What you will do>
Locate every line in the rows below that contains the string "cabbage", treating case as significant, and copy each such line.

Rows from a pointing dataset
┌──

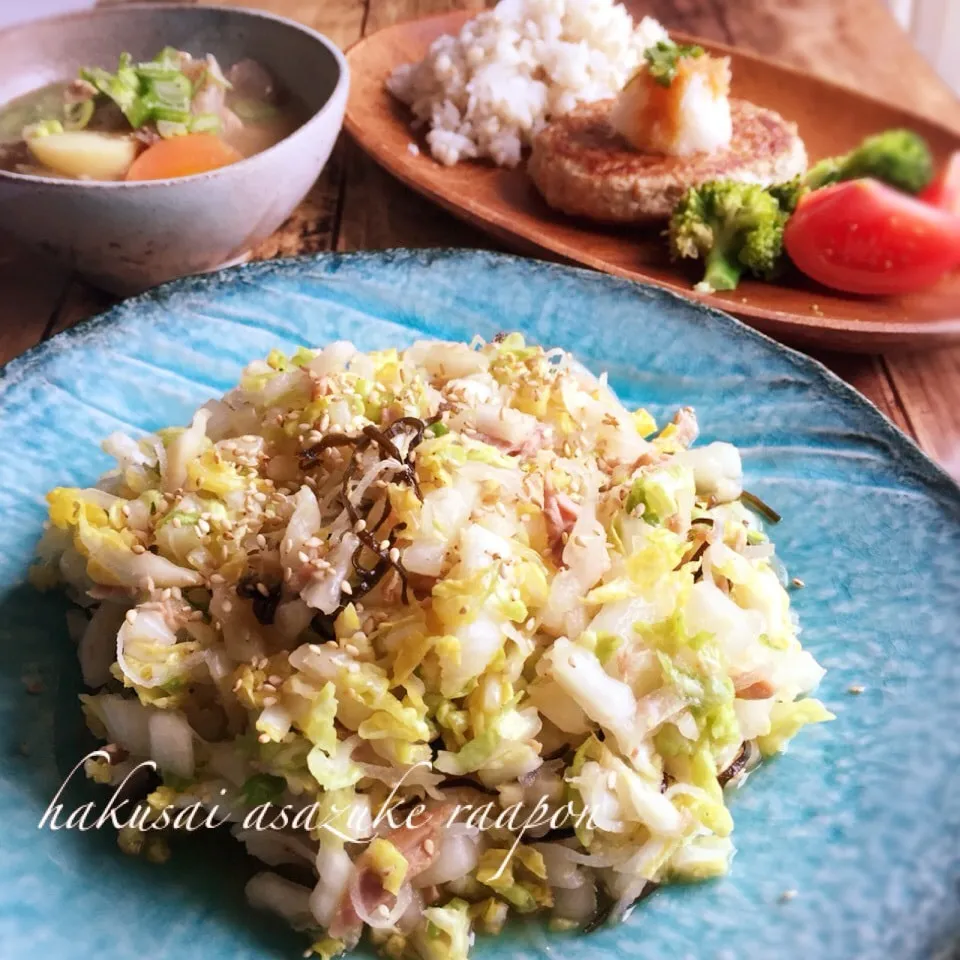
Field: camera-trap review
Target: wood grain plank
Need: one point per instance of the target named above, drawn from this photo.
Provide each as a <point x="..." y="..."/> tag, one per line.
<point x="857" y="43"/>
<point x="312" y="227"/>
<point x="31" y="289"/>
<point x="927" y="385"/>
<point x="378" y="212"/>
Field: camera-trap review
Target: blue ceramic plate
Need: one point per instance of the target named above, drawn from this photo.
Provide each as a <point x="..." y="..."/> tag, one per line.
<point x="861" y="818"/>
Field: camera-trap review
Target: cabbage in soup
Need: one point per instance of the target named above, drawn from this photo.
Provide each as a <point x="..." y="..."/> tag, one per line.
<point x="172" y="116"/>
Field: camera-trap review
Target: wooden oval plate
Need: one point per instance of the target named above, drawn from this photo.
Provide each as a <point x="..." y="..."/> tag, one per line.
<point x="832" y="119"/>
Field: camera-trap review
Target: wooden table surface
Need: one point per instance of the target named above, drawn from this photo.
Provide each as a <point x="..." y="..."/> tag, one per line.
<point x="357" y="206"/>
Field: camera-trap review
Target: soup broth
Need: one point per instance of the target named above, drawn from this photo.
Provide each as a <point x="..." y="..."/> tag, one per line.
<point x="173" y="116"/>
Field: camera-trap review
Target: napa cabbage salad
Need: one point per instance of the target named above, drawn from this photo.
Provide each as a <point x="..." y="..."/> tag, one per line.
<point x="453" y="576"/>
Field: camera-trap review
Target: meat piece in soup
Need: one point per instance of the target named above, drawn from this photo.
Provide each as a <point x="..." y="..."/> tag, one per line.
<point x="173" y="116"/>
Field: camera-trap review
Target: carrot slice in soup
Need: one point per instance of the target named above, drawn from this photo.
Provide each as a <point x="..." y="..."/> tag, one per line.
<point x="182" y="157"/>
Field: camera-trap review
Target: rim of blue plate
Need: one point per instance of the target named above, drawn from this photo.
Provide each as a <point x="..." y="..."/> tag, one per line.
<point x="917" y="461"/>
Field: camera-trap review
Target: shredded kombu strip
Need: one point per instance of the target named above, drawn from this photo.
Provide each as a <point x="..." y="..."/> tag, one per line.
<point x="764" y="509"/>
<point x="364" y="526"/>
<point x="264" y="607"/>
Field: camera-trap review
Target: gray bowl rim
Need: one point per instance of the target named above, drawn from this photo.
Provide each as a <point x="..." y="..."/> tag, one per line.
<point x="62" y="183"/>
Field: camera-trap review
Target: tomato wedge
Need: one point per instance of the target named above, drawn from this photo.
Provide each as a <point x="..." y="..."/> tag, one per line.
<point x="944" y="189"/>
<point x="865" y="237"/>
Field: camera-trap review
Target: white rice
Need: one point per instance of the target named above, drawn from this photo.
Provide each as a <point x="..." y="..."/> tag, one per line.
<point x="485" y="92"/>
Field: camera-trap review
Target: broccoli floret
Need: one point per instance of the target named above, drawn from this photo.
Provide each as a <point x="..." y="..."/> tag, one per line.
<point x="900" y="158"/>
<point x="788" y="194"/>
<point x="733" y="226"/>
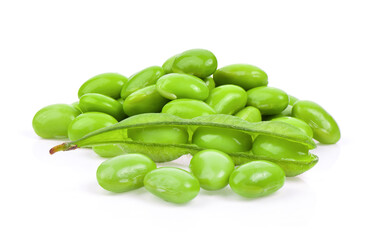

└──

Task result>
Target: cabbage in soup
Target: napa cabbage salad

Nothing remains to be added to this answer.